#### [TASK BRIEF]
Please rescale the material below, from the line with "Where can the girl's white" through the end of the material, giving those lines again in full, requests included, with every coordinate in the answers multiplied by 1.3 and rounded to a whole number, halves up.

#### [DATASET RECORDS]

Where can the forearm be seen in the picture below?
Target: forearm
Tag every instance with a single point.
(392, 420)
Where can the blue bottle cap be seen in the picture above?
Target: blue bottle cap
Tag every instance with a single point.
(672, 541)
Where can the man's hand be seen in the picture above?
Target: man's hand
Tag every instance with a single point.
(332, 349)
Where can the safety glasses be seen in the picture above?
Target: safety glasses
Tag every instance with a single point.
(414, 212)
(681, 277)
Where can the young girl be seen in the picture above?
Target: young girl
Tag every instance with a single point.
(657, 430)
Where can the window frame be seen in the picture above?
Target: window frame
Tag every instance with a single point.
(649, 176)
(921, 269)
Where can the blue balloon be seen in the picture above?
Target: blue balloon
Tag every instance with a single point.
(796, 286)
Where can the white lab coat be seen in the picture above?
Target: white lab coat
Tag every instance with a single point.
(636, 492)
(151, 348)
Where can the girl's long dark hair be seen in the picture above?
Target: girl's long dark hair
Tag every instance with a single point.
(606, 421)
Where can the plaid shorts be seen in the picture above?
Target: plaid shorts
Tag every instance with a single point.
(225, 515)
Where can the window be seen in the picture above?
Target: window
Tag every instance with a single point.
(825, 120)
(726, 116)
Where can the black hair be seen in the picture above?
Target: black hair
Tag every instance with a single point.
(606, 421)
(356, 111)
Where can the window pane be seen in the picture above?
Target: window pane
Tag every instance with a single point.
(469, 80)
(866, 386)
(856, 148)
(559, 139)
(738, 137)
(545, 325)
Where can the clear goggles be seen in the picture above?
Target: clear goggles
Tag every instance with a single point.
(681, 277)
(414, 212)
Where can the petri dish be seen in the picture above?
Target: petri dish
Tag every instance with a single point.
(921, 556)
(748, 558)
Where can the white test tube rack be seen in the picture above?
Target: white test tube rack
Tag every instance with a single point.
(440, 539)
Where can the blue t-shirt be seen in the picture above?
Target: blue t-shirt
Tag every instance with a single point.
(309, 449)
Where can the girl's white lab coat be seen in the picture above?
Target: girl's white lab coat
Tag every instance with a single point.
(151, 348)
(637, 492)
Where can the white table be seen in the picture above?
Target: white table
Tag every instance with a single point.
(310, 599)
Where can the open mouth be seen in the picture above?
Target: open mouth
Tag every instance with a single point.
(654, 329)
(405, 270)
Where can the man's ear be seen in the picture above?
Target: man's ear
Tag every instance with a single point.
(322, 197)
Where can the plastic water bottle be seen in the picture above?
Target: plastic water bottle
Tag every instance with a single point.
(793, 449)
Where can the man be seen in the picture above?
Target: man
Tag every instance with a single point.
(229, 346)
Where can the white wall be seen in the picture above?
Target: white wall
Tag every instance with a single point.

#### [RESPONSE]
Where can the girl's white lab coat be seen in the picture above?
Target: girl's white lab coat
Tag every instance with a single point.
(196, 452)
(828, 640)
Where can the white table be seen in the picture above?
Target: white table
Tag every instance with a single point.
(403, 779)
Where can the open mouth be seen in the picture above?
Target: open mouth
Tag every instance with a single point.
(850, 428)
(527, 351)
Where can the man's ear be seen in the picture above?
Target: man's ear
Tag every instance with a single point.
(419, 256)
Where can the plastic water bottle be seen in the picture above?
Target: plastic water bottle
Tag every instance with a single point.
(1031, 584)
Where can the man be seen in the picture above?
Target: man
Tag every instance with a single point.
(298, 450)
Where can the white wall be seen in the picture above?
Target: white wall
Tag every instance with a single point.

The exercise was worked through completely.